WHAT IS EXPECTED –
Your task is to transcribe the entries below exactly, beginning with the line containing "[locate] green grass" and ending with the final line, and to add nothing else.

DATA SUPPLIED –
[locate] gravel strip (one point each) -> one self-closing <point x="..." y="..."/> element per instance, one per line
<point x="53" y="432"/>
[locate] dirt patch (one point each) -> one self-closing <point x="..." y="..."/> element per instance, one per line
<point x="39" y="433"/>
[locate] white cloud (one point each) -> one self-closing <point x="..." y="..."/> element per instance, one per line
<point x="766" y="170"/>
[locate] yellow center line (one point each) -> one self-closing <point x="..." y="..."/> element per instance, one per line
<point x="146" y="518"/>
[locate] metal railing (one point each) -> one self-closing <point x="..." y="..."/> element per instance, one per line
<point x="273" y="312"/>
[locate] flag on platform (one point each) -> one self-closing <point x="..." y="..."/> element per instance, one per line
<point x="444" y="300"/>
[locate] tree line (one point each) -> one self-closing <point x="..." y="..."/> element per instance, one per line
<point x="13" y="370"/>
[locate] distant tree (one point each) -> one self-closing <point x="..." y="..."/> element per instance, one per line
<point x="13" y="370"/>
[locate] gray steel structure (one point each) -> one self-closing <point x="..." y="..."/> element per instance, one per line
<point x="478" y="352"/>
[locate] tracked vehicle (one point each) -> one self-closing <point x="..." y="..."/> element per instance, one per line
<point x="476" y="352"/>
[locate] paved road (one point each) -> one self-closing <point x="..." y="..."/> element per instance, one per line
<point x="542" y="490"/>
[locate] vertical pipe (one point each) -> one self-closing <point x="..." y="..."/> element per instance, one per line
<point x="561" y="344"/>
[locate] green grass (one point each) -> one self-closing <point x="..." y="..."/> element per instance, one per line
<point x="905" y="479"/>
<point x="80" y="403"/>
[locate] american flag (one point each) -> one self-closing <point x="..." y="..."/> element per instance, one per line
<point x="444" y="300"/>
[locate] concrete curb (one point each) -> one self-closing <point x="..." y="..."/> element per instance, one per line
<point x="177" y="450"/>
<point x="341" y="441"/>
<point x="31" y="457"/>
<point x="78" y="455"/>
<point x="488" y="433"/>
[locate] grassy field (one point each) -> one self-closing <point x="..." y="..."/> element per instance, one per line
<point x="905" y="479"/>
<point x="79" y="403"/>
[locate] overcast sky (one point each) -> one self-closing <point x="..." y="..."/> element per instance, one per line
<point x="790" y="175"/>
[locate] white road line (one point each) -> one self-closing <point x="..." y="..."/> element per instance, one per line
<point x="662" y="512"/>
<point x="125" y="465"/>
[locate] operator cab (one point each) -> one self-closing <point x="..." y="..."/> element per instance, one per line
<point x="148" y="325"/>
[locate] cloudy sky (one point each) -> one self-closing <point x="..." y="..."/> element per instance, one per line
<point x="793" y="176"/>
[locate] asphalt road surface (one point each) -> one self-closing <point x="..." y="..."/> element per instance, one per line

EXERCISE SOLUTION –
[locate] green grass (one point each) -> one self-closing <point x="..." y="..."/> element per instance, one per line
<point x="905" y="479"/>
<point x="80" y="403"/>
[locate] american flag (one point each) -> one self-closing <point x="..." y="..."/> element per instance, one per line
<point x="444" y="300"/>
[locate] concrete curb (one point each) -> one self-closing <point x="..." y="..."/> element per instance, one per line
<point x="177" y="450"/>
<point x="341" y="441"/>
<point x="31" y="457"/>
<point x="78" y="455"/>
<point x="488" y="433"/>
[locate] grassy field (one point each) -> one self-closing <point x="..." y="..."/> element per instance, one per line
<point x="905" y="479"/>
<point x="79" y="403"/>
[locate] overcast sky (one point each) -> one self-closing <point x="..." y="..."/> element per instance, one per line
<point x="790" y="175"/>
[locate] white road line (one point each) -> one self-closing <point x="..." y="..."/> element per instance, one per line
<point x="662" y="512"/>
<point x="125" y="465"/>
[locate] operator cab (one point each) -> one self-closing <point x="..." y="..."/> element per instance, one per line
<point x="148" y="325"/>
[locate] cloudy sky (one point each) -> one self-closing <point x="..." y="..."/> element per instance, one per line
<point x="793" y="176"/>
[locate] asphalt road surface (one point each) -> one self-closing <point x="..." y="..."/> element per instance, one per line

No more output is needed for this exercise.